→ **TEXT EXTRACT**
▼

Subscribe to DSC Newsletter

Help Needed! Getting a user-friendly tool (or system) to prepare large data sets for analysis...

I have a 5-20K USD budget to get a tool (w/wo dedicated hardware), including training for 2 people, to prepare (clean, merge, etc...) and summarize (samples, grouping/aggregations, etc) large data sets (over 5GBs, over 4 million rows).

I need an efficient solution (fast data processing and fast to learn), and definitely easy to use. I would have done it with excel if excel could handle such large data files.

After preparing and summarizing the data, I'll use excel pivot tables for the analysis. I have no programming experience. The datasets are usually in csv or txt formats.

Any advice?

Views: 1918

Comment

You need to be a member of AnalyticBridge to add comments!

Join AnalyticBridge

Comment by Siva Karthikeyan on February 23, 2014 at 5:53pm

SAP Lumira Desktop Edition can be also of good help.

Comment by Ahmed on December 24, 2013 at 6:56pm

@ aliyu Dauda and Thomas J Bate:

I spent the last 50 days exploring excel PowerPivot, PowerQuery, Visokio Omniscope, Amazon EC2 Virtual Machines, etc..

PowerPivot and PowerQuery are must-have tools, I never thought I could fit 66 Million rows in an Excel Pivot Table! PowerQuery and PowerPivot add-ins come with Office 365 ProPlus, which will cost you only $12 a month (after a free one month trial), you can download them for free on Office 2010 but with limited functionality. They are very easy to use, but I struggled at the end with PowerQuery trying to sort my data, it took endless time! So I had to try another other solution (Omniscope).

Omniscope is exactly what I needed, a very powerful data management tool with great functionality and like Thomas said, same level of ease of use and accessibility as Excel. I tried it on my 4GB RAM laptop and it worked great for all files under 500MBs. For bigger files, I had to rent a powerful virtual machine from Amazon. The tool will consume all the available memory that you have; I rented a 244 GB RAM machine running on Windows Server 2012, and the tool consumed more than 95% of the available memory, even though the file I loaded was only 800MBs, but the tool is very efficient.

I also tried to run PowerQuery on the same 244 GB RAM machine, thinking that it will be faster than my 4GB laptop, but I was surprised that there was almost no difference (both running 64-bit office), I still couldn't sort my file! and it took less than 4 minutes to sort the same file on Omniscope! Now I prepare my data on Omniscope on AWS, and export the output to Excel for use in PowerPivot and (Pivots when working on samples).

It was a very exciting journey of trial and error, and quite nice discoveries (AWS, PowerPivot, Omniscope, etc..) Things I learned in 2013! Thank you!

Comment by aliyu Dauda on November 6, 2013 at 3:55am

Hi Ahmed. Apologies for the late response. PowerPivot for excel is free, you can download it as an add-in on microsoft's website. The limitation is as follows: for pwerpivot for excel 2010, the file size cannot be more than 2G for the 32bit version and 4G for the 64bit version. But if you already have excel 2013 running on your machines, then there is no limitation to the file size. The speed now depends on the configuration of your machines.

▲

→ **RECORDED DATA**

▼

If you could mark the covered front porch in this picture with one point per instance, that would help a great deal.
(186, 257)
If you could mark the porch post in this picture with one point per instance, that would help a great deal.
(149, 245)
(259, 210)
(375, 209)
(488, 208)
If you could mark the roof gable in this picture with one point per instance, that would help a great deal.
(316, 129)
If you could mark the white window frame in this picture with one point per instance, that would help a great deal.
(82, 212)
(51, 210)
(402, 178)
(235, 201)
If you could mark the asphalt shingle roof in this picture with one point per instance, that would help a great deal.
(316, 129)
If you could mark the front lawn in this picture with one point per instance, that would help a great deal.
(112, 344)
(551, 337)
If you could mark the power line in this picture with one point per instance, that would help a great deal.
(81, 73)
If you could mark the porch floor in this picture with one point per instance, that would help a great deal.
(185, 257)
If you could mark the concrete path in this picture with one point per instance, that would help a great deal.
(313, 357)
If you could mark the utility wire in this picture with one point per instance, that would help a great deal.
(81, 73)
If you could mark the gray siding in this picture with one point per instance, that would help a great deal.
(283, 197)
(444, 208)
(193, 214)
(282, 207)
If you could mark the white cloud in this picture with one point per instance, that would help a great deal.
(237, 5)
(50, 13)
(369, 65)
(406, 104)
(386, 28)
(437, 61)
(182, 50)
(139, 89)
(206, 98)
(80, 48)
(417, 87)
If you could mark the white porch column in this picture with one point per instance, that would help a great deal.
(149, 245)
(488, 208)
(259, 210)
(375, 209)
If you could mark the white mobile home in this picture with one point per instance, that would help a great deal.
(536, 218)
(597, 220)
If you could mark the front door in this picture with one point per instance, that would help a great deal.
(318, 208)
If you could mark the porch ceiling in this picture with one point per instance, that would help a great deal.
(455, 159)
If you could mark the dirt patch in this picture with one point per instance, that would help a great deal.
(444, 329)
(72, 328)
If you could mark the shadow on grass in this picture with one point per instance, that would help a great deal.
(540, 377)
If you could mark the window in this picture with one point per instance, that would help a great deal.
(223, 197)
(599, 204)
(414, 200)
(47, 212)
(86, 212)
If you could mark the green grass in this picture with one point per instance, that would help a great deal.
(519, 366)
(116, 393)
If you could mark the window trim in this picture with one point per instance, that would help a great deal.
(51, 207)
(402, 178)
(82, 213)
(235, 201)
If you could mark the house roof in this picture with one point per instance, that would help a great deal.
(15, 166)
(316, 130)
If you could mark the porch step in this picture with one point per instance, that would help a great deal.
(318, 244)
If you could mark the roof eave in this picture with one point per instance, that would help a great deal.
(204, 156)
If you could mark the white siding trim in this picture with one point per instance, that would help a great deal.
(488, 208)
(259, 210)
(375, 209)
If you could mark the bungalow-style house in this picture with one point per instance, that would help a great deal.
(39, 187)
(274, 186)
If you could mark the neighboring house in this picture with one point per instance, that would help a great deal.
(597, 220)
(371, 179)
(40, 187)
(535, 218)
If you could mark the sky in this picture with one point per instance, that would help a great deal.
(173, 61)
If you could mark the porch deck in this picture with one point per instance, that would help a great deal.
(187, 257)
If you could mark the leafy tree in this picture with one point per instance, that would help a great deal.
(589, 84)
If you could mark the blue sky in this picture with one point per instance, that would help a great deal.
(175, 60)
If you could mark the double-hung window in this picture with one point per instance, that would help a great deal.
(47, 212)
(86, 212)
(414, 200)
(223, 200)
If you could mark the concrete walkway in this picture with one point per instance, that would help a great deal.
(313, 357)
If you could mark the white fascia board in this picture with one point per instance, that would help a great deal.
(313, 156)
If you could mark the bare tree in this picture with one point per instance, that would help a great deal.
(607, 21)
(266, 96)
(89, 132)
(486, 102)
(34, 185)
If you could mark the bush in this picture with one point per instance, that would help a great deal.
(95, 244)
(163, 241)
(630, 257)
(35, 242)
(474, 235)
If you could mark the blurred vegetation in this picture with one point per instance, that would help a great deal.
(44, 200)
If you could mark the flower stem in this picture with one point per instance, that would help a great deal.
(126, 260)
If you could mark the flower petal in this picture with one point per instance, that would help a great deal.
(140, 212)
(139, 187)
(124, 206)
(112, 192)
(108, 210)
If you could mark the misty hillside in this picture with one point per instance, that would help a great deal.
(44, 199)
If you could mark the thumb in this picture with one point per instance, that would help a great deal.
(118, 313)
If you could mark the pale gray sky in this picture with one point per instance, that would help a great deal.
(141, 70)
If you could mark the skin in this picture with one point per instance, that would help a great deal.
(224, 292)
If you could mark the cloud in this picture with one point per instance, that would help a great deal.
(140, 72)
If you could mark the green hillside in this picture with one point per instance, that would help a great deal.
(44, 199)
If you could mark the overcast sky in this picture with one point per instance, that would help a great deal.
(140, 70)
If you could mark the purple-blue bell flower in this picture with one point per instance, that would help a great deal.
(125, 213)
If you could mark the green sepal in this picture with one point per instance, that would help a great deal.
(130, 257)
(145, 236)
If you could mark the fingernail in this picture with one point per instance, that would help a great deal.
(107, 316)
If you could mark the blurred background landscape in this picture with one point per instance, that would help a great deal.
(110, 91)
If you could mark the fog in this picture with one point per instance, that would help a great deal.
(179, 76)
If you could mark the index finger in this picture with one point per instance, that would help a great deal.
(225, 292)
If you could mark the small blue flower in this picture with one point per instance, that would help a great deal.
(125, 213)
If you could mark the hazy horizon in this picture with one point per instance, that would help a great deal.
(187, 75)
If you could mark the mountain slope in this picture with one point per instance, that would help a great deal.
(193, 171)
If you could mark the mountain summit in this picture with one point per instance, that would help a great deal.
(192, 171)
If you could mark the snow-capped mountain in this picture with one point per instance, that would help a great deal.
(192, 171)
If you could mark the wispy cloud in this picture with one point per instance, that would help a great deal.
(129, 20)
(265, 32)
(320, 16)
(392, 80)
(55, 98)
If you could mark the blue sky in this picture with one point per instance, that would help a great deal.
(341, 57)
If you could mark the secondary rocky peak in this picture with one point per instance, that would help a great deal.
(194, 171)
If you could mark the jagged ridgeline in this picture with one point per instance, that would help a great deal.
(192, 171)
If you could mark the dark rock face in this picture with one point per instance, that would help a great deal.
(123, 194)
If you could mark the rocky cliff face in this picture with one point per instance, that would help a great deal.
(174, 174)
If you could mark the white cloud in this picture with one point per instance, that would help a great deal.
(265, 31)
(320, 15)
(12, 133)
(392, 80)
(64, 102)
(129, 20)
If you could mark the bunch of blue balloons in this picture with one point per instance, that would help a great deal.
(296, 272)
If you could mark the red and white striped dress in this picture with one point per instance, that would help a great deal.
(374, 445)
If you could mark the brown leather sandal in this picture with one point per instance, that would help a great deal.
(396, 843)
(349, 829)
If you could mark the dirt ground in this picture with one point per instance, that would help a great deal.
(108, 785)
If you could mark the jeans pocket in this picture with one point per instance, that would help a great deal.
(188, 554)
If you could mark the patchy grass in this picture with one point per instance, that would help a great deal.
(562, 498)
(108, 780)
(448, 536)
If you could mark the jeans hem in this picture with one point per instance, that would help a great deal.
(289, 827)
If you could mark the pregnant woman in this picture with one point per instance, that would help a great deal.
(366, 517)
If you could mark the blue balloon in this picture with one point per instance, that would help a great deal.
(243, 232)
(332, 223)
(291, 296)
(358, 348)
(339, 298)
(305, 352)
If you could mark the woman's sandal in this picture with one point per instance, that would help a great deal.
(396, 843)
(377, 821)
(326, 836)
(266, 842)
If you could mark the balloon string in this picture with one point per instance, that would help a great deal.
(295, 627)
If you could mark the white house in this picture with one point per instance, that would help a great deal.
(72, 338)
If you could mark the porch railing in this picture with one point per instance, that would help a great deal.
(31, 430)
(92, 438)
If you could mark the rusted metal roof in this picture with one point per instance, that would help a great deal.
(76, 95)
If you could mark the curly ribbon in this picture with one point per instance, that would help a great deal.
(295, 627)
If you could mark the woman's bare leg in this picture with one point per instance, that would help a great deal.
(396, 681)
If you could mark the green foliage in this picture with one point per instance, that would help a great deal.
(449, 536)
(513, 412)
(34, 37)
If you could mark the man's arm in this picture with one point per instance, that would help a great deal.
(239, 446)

▲
▼

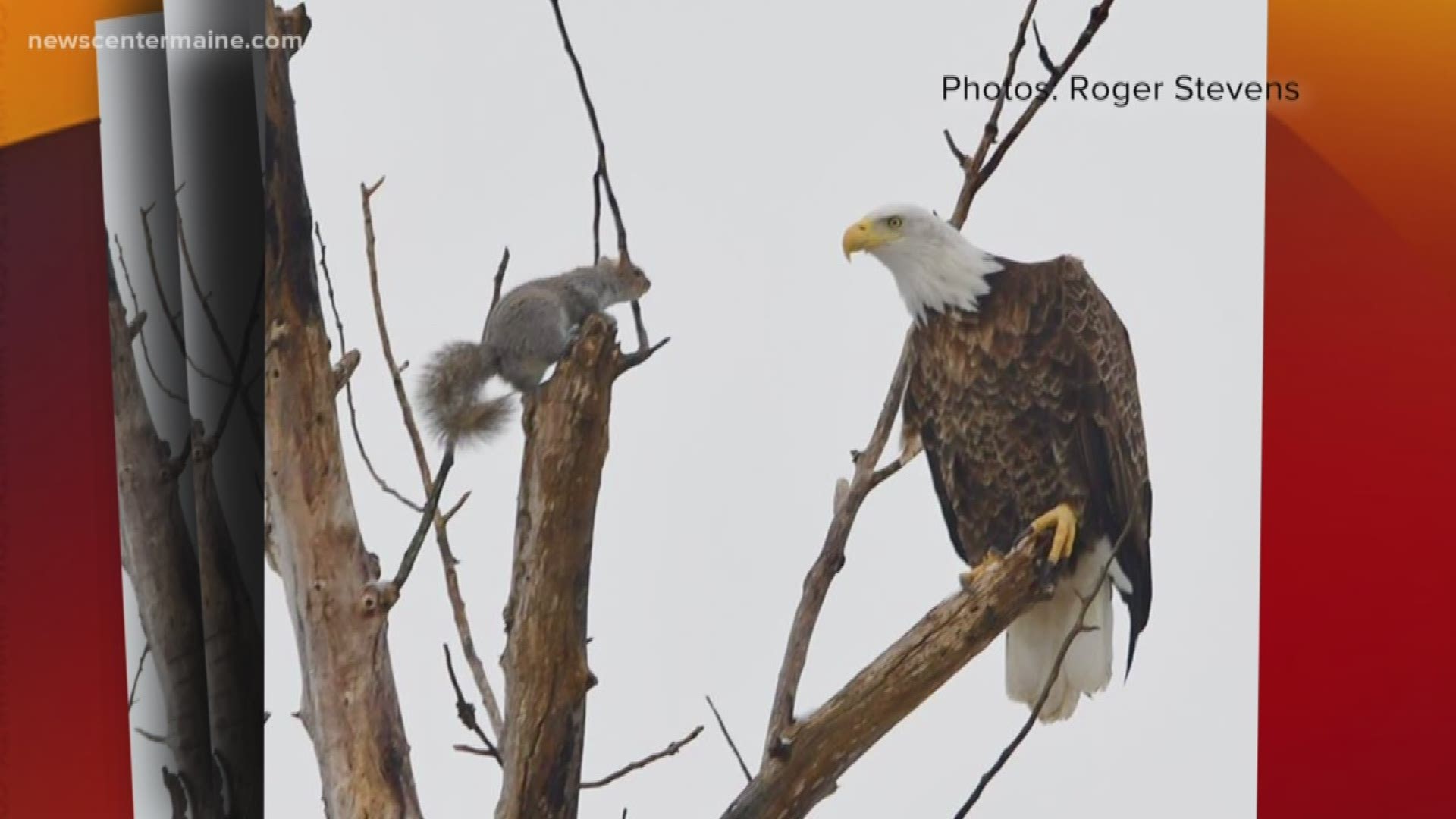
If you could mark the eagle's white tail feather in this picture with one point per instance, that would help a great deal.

▲

→ **EXERCISE TASKS**
a. In the forum thread on preparing large data sets, swap "budget" for "allowance" in the passage starting with "Subscribe to DSC" and going on through "Any advice?", and write that passage out.
b. Answer these questions from the forum thread on preparing large data sets:
(i) How much does Office 365 ProPlus cost per month after the free trial?
(ii) How long did it take to sort the file on Omniscope?
(iii) What is the file size limit for the 64bit version of PowerPivot for Excel 2010?
The data plays no part in what is asked here.

→ **RESULTS BY TASK**
a.
Subscribe to DSC Newsletter

Help Needed! Getting a user-friendly tool (or system) to prepare large data sets for analysis...

I have a 5-20K USD allowance to get a tool (w/wo dedicated hardware), including training for 2 people, to prepare (clean, merge, etc...) and summarize (samples, grouping/aggregations, etc) large data sets (over 5GBs, over 4 million rows).

I need an efficient solution (fast data processing and fast to learn), and definitely easy to use. I would have done it with excel if excel could handle such large data files.

After preparing and summarizing the data, I'll use excel pivot tables for the analysis. I have no programming experience. The datasets are usually in csv or txt formats.

Any advice?

b.
(i) $12 a month.
(ii) Less than 4 minutes.
(iii) 4G.